%%

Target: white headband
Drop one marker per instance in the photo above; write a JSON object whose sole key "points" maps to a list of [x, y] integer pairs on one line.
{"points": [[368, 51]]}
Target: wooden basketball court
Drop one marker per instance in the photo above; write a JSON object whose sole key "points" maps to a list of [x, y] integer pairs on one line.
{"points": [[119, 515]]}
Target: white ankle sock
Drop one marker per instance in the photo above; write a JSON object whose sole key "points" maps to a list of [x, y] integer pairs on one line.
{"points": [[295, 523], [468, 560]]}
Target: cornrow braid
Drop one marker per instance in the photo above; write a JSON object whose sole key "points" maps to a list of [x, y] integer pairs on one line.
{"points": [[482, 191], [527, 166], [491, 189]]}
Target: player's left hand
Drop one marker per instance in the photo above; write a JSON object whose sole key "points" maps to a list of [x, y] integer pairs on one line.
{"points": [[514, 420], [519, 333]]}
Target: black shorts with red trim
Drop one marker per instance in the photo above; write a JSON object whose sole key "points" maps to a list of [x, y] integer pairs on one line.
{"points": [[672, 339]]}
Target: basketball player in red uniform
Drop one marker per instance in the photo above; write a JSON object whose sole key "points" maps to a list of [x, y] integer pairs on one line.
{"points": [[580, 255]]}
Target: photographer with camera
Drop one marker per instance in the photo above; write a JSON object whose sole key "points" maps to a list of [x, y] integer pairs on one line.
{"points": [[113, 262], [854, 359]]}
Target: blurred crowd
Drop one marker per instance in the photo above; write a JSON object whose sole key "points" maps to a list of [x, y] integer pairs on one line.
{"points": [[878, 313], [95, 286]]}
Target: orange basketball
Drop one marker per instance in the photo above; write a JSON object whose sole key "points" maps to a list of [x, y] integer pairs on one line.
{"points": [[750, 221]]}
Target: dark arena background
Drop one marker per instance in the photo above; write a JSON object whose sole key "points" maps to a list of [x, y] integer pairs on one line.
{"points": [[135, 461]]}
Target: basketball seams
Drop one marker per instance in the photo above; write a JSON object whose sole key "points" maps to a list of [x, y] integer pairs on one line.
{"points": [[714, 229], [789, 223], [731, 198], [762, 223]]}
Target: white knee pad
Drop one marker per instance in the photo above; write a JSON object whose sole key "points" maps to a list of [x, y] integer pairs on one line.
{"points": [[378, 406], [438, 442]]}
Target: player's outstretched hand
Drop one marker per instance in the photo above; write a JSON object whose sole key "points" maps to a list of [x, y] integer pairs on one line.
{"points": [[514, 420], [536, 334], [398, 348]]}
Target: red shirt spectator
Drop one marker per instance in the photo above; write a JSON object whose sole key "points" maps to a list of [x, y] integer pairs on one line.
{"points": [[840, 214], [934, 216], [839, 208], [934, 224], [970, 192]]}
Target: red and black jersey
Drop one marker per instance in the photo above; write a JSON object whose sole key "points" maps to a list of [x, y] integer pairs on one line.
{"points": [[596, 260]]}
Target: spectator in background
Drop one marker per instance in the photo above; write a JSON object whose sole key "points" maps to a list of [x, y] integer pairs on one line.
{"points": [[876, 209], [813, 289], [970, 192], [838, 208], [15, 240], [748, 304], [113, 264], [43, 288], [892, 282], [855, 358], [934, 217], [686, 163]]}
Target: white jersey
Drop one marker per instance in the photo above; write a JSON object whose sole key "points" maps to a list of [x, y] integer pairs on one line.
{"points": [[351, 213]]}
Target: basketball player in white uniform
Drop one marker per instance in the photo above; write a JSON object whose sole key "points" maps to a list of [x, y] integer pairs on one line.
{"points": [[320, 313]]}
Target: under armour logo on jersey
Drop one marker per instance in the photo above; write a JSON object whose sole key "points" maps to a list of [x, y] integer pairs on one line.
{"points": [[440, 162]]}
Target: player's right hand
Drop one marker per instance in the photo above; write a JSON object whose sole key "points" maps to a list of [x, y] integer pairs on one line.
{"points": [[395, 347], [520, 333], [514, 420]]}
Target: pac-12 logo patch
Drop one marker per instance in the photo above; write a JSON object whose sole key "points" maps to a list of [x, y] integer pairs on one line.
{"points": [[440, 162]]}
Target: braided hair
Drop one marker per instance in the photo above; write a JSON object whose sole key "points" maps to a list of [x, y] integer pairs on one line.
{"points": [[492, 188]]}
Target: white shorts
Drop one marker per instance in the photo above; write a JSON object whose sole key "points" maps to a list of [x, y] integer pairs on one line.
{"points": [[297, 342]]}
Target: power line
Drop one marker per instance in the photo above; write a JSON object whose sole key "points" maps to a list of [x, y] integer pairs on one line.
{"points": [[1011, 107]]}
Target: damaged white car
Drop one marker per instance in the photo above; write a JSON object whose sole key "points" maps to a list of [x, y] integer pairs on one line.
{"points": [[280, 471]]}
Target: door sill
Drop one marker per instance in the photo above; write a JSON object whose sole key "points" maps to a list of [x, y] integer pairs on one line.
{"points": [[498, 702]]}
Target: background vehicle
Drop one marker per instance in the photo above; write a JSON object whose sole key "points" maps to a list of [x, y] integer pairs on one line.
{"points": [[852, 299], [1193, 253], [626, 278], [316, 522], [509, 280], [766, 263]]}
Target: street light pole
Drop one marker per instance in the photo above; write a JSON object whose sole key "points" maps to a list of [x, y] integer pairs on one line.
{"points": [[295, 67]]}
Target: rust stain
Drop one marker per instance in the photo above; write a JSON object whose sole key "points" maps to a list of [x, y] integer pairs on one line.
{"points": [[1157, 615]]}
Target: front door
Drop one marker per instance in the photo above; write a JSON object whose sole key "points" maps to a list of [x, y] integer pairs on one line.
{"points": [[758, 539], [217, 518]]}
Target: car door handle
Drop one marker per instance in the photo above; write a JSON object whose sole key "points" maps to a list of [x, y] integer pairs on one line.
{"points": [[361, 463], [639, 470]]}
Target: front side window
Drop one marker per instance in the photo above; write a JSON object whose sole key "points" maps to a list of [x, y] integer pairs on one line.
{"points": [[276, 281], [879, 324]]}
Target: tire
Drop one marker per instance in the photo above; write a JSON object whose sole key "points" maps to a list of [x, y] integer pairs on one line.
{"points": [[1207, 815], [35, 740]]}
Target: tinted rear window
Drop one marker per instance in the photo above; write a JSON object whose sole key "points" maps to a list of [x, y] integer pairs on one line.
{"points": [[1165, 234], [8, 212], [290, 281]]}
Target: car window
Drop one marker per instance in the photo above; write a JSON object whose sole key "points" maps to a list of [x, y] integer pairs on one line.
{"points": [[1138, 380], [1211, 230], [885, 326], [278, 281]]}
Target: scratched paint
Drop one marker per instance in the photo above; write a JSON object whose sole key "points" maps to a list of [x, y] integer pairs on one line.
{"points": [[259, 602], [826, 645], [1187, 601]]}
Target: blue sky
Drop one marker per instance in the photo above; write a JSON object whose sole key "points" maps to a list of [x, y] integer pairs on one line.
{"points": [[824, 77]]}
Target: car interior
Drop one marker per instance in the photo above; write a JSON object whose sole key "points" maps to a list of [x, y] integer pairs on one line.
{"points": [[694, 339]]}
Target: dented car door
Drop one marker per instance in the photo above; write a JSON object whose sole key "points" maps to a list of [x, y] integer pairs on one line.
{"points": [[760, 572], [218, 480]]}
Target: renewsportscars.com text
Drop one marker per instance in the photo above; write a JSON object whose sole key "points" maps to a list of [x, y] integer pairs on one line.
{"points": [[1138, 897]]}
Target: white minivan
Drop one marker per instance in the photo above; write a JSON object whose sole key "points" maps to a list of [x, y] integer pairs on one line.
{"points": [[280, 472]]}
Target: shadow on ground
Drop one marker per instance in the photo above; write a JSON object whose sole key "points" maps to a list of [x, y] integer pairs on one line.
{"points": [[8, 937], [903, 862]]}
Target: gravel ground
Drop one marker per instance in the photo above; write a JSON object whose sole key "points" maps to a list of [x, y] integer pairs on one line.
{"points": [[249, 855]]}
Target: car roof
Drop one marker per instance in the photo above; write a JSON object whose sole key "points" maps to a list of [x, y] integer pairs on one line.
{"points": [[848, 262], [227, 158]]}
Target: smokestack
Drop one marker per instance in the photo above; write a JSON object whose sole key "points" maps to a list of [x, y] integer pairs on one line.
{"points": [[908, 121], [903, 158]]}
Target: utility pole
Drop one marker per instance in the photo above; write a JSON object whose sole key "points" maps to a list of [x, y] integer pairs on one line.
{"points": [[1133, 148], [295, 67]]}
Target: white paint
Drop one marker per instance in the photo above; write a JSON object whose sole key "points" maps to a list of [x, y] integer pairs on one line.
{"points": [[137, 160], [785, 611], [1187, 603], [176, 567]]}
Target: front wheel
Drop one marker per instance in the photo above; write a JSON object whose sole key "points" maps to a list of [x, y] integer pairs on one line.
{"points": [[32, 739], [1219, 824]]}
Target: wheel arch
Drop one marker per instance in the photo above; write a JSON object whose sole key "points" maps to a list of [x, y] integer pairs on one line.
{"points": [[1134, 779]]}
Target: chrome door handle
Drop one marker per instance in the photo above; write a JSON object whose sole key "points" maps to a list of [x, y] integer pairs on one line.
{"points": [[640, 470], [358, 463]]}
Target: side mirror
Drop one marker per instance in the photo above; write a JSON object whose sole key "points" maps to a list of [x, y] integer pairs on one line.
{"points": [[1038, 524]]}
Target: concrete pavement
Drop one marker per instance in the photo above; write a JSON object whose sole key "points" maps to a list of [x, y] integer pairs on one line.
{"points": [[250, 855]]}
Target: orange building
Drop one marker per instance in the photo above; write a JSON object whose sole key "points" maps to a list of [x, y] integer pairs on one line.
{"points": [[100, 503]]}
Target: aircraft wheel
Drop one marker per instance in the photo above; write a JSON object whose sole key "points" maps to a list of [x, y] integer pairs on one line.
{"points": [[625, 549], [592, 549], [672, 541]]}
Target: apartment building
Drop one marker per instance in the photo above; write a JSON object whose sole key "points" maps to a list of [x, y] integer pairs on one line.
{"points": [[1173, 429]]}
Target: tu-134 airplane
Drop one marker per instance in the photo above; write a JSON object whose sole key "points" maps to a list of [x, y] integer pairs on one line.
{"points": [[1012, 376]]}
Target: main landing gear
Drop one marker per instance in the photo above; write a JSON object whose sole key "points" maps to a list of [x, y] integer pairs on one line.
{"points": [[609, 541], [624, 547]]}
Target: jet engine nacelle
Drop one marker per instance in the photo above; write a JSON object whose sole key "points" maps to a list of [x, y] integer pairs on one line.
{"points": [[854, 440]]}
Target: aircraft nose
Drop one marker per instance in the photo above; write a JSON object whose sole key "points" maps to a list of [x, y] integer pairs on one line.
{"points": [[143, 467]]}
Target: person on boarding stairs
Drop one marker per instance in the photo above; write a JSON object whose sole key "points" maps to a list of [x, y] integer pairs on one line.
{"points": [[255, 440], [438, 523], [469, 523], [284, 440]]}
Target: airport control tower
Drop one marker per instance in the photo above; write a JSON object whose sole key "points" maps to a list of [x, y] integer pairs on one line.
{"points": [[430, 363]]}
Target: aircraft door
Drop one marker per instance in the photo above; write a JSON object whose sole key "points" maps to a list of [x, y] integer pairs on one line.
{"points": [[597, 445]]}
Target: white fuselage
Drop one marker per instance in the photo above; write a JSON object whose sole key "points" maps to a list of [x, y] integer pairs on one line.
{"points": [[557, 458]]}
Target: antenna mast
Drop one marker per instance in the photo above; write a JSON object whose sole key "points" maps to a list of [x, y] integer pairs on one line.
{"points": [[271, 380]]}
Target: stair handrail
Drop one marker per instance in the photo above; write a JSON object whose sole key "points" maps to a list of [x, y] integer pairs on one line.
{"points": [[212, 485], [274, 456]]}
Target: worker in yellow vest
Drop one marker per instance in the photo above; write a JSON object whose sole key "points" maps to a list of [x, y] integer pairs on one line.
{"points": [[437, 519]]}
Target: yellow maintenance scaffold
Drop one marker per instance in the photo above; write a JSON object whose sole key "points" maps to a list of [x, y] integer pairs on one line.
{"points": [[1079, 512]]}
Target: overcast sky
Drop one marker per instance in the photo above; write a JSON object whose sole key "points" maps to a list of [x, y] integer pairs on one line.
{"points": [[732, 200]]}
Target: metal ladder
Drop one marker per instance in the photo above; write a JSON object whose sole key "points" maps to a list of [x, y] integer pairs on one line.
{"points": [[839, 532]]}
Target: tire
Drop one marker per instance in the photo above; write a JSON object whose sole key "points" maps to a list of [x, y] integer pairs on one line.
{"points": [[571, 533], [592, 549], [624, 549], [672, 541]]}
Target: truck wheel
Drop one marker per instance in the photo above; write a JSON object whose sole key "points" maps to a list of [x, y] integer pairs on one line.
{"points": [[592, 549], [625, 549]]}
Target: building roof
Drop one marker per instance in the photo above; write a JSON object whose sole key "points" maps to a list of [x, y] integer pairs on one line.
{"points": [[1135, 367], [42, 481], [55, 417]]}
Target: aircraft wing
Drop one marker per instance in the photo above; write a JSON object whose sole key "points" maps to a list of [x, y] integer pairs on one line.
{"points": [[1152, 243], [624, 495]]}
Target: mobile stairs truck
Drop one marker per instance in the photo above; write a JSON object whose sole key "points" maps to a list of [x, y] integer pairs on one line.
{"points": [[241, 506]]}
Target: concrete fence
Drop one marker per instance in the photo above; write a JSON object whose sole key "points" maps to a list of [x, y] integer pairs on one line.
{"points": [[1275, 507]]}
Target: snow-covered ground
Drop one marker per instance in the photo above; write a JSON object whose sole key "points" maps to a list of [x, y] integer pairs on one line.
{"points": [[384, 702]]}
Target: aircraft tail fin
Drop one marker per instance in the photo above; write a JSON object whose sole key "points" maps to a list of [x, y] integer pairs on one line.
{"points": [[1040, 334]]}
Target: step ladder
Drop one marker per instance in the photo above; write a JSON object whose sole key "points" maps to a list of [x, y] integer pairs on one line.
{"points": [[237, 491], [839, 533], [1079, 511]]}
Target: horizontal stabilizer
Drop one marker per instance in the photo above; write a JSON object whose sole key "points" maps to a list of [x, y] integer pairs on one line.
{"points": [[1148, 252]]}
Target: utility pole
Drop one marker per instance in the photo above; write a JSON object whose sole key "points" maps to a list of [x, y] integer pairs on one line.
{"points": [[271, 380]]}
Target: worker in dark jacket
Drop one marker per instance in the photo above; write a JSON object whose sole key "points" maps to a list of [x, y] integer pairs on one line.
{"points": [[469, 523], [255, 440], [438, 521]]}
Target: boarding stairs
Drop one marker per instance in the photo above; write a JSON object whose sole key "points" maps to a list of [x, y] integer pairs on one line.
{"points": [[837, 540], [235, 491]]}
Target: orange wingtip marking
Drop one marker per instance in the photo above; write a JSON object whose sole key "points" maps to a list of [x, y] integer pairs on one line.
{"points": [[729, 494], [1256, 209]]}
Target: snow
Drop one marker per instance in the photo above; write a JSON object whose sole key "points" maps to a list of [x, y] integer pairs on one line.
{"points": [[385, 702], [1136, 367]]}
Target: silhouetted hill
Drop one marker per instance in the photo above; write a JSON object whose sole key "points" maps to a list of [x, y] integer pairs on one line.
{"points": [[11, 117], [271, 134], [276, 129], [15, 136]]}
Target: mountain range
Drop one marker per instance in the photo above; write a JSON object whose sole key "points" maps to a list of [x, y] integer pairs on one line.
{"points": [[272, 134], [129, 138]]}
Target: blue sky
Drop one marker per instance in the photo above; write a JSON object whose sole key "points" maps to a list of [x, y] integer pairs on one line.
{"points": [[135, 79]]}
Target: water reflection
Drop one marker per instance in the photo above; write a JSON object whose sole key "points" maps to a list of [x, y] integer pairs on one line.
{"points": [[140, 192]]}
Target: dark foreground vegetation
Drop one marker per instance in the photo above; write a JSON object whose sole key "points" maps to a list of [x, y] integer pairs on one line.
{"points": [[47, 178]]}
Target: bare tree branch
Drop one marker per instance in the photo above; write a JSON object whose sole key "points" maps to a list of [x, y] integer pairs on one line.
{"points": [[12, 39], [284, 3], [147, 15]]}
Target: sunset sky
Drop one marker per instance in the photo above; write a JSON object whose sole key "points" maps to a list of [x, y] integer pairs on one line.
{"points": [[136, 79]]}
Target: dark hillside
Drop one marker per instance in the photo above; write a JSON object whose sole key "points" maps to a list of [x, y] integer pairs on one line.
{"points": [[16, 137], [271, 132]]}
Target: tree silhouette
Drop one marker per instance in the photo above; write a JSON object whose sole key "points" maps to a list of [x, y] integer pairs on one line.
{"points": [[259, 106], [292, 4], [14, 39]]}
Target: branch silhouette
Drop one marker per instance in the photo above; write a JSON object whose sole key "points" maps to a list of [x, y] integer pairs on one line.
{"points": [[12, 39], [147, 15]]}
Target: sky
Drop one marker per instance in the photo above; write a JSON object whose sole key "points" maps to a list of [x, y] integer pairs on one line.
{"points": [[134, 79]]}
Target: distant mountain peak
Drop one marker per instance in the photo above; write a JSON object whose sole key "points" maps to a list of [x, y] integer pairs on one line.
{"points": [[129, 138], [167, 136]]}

%%

WHAT THIS TASK INVOLVES:
Set down, exactly and in full, the lines from the one containing "Target: branch silhouette" through the end of the entries; no other line belongs.

WRITTEN REPLY:
Target: branch silhouette
Drop one marker per instance in the photo above; write a JSON object whose sole key "points" maps to a list of [x, y] integer pairs on one line.
{"points": [[12, 39], [147, 15]]}
Target: sky
Drop one marker per instance in the photo above; write a JSON object whose sole key "points" maps to a list of [x, y] integer pairs on one line.
{"points": [[134, 79]]}
Target: distant mountain peak
Drop one marker per instance in the photo above; write a JSON object whose sole key "points" maps to a list of [x, y] integer pairs on one line.
{"points": [[129, 138], [167, 136]]}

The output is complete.